[Work to be completed]: Convert the lines into a JSON list of strings, one string per line, omitting blank lines. Begin at the line containing "Task: spot one point per instance of the dark brown" and continue through the end of the records.

(Location identification items)
################

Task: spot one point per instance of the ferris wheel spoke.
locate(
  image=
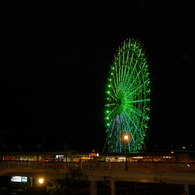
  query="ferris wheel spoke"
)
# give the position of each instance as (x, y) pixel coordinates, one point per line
(113, 88)
(127, 98)
(140, 86)
(138, 130)
(111, 95)
(110, 112)
(135, 112)
(138, 73)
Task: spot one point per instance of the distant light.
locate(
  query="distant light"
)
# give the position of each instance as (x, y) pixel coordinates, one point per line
(41, 180)
(126, 137)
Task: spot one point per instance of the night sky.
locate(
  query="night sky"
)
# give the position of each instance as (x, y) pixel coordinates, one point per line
(55, 59)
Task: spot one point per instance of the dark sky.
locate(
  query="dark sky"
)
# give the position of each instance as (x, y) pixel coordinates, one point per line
(55, 58)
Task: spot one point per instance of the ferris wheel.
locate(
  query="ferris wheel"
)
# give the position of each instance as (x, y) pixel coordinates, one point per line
(127, 105)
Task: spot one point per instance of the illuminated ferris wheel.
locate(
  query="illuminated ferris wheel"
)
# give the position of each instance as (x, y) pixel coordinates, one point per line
(127, 105)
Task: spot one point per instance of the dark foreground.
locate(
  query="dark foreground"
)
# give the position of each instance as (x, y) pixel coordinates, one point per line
(122, 188)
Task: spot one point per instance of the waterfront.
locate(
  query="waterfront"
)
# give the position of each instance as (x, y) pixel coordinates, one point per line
(122, 188)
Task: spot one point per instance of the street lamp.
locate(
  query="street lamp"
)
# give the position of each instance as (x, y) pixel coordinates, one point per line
(126, 139)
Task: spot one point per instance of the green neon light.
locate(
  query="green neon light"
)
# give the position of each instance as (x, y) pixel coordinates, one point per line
(127, 99)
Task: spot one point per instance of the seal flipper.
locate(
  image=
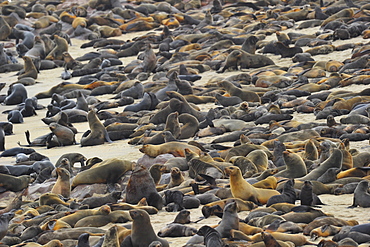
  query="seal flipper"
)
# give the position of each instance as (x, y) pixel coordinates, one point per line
(127, 242)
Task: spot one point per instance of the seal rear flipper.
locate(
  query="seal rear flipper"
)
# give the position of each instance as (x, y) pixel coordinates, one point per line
(27, 133)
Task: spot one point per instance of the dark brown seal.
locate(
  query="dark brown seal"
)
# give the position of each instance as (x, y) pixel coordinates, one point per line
(142, 233)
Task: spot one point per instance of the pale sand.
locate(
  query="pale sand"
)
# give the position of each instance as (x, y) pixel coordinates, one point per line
(336, 205)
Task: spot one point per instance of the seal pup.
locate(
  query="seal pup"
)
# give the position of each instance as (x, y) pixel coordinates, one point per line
(142, 233)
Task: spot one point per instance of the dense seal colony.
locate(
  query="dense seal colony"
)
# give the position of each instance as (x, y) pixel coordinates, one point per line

################

[Task output]:
[
  "Task: spot one point per instance of the dark brown seal.",
  "locate(",
  "  query=\"dark brown seal\"",
  ")",
  "# give the position of each instance as (x, y) pixel coordinates, one point per line",
  "(142, 233)",
  "Task: spot one point per instance of the pale sand.",
  "locate(",
  "  query=\"pale sand\"",
  ")",
  "# give the position of each instance as (x, y) pixel coordinates, one point per line",
  "(336, 205)",
  "Task: spot one point per instance of the seal pup.",
  "locate(",
  "  query=\"seal pup\"",
  ")",
  "# give the position of each instance as (x, y) pixel coordinates, one point per line",
  "(142, 233)",
  "Task: spot one point per instance of the dense seal colony.",
  "locate(",
  "  query=\"dense seal colony\"",
  ")",
  "# give the position of each instance as (x, y) pixel coordinates, one point per line"
]